#### [Text block]
○ ○ ○ ○ ○

This retrospective analysis included data from 1218 healthy, HIV-1 uninfected adults enrolled in 10 DNA HIV vaccine clinical trials conducted within the HIV Vaccine Trials Network. HIV-specific T-cell responses from peripheral blood mononuclear cells were measured using validated IFN-γ ELISpot and intracellular cytokine staining assays. The effects of DNA vaccine HIV antigens, number of doses, gender, body mass index (BMI), and age were evaluated.
When plasmids expressing Gag, Env and Pol were co-administered, the highest T-cell response rate was against Env (38.1%) and much less to Gag (4.6%) or Pol (4.5%). Comparing 2, 3, and 4 DNA injections, 3 vaccinations compared to 2 improved the magnitude of Env-specific CD8+ T-cell response (p=0.048), but not CD4+ T-cell responses, and a 4th vaccination had no additional effect. HIV-specific CD4+ T-cell response rates were higher in females (50.9%) than in males (27.7%, p=0.0002). Having lower BMI (p=0.025) was independently associated with higher HIV-specific CD4+ T-cell response rates. There were no significant differences in HIV-specific CD8+ T-cell response frequencies by gender or BMI. Lower HIV-specific CD4+ T-cell responses were seen with the 18-20 (36.4%) and 41-50 (23.3%) age groups compared to the 21-30 (44.0%) and 31-40 (41.%) groups, but these differences were not significant (p=0.0565) and no differences were seen in HIV-specific CD8+ T-cell responses by age.
Pooled data across DNA HIV vaccine clinical trials indicate that plasmid inserts, number of doses, gender, and BMI can affect T-cell responses. These factors should be considered in vaccine research.

○ ○ ○ ○ ○

#### [Provided information]
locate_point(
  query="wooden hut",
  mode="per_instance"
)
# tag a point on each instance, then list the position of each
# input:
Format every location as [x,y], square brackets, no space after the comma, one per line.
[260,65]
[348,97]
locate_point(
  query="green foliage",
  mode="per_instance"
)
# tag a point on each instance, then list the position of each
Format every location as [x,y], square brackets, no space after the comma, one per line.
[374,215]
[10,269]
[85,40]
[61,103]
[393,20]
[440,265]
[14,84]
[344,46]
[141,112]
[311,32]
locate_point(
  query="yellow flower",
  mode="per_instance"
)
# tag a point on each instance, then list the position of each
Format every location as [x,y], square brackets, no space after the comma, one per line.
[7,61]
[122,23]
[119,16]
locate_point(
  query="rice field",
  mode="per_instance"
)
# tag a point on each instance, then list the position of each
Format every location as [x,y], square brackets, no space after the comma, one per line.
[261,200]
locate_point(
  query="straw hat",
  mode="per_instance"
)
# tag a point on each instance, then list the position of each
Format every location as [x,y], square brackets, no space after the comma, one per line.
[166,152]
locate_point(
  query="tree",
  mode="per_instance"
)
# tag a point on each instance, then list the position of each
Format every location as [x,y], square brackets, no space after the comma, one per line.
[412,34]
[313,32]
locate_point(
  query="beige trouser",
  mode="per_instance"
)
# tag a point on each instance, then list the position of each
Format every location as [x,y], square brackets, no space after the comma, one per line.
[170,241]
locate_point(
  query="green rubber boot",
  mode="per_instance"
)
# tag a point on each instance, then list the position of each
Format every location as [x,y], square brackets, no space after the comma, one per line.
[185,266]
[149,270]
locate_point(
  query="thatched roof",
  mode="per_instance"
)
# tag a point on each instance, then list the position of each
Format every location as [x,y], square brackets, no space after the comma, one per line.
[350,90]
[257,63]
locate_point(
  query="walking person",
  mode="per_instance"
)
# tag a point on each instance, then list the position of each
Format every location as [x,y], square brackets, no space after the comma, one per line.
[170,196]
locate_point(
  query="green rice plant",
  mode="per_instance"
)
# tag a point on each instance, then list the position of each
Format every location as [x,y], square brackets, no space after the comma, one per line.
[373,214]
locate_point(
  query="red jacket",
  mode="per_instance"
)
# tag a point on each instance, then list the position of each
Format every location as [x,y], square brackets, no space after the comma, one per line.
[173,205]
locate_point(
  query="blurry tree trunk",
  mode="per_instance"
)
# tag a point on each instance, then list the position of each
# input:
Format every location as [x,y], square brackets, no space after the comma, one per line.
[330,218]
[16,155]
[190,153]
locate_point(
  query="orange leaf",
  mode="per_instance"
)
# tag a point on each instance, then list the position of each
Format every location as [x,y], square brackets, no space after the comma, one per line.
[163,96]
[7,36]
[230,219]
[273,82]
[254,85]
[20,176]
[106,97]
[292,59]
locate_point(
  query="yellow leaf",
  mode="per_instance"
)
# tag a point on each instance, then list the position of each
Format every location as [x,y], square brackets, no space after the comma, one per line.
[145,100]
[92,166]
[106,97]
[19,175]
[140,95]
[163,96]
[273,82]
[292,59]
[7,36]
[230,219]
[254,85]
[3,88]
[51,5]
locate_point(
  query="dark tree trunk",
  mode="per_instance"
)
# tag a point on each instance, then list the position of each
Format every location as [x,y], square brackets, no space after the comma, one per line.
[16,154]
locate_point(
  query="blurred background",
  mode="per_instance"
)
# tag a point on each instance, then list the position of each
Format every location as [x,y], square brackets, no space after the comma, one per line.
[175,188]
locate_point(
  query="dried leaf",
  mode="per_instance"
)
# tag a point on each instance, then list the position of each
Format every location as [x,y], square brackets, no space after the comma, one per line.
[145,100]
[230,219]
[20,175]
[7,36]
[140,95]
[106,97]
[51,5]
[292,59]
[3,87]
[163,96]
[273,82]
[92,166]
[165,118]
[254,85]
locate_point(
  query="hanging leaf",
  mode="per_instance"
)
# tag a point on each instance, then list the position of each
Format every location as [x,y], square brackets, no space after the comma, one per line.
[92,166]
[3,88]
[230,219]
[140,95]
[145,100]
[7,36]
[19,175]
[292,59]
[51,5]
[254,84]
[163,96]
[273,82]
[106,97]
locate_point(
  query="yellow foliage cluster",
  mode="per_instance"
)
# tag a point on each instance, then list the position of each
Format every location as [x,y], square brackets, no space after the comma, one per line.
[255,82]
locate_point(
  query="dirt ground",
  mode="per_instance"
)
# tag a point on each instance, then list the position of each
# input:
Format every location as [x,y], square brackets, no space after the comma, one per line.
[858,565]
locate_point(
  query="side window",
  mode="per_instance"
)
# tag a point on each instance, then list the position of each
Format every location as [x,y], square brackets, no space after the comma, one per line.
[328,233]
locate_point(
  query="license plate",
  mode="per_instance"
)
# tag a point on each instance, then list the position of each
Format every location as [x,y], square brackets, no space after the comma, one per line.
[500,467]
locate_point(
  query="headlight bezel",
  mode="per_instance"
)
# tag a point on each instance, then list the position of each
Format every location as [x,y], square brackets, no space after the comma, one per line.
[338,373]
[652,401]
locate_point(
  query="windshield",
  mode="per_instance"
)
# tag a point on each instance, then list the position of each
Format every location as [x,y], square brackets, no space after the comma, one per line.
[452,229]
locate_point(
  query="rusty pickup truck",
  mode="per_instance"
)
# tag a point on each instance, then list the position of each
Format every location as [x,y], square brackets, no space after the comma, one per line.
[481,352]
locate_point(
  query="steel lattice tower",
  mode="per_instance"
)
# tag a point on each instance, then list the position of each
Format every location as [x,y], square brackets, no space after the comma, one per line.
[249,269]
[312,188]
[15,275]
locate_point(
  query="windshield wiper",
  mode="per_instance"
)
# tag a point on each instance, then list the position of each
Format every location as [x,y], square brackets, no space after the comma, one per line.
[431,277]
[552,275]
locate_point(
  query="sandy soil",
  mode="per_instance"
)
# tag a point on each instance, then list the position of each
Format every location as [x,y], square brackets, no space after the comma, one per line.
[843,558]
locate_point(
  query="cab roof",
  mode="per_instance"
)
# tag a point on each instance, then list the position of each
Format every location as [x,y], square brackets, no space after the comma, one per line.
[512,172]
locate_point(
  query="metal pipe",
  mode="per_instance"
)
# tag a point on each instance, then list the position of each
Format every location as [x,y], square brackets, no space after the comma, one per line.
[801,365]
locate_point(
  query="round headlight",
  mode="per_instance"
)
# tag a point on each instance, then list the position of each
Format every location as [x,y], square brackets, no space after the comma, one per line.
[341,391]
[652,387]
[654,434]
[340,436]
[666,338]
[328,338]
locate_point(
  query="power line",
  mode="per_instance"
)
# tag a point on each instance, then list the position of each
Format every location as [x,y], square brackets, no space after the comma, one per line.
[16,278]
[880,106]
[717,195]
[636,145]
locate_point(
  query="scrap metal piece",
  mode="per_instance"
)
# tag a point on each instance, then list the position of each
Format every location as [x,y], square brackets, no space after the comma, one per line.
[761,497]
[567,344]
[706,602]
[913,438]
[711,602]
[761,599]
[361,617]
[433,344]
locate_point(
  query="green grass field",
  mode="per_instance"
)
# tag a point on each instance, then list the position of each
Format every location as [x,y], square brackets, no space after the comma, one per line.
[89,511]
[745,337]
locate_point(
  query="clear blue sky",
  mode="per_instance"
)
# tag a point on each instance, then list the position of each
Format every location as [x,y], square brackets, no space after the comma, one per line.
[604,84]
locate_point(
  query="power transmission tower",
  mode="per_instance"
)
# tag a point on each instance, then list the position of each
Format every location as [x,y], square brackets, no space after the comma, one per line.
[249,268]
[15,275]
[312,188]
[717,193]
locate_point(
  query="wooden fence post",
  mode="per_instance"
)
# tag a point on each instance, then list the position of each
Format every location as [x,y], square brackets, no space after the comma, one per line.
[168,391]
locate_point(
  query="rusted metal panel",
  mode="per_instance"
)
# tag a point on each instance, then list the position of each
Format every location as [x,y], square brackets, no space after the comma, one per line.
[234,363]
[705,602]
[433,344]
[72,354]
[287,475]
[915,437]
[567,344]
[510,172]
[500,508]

○ ○ ○ ○ ○

#### [Task goal]
Answer these questions about the DNA HIV vaccine summary:
1. How many adults contributed data to the analysis?
2. What were the HIV-specific CD4+ T-cell response rates in females and in males?
3. Which factors do the pooled data indicate can affect T-cell responses?
The material has no connection to the text.

#### [Answer to this task]
1. 1218 adults.
2. 50.9% in females and 27.7% in males.
3. Plasmid inserts, number of doses, gender, and BMI.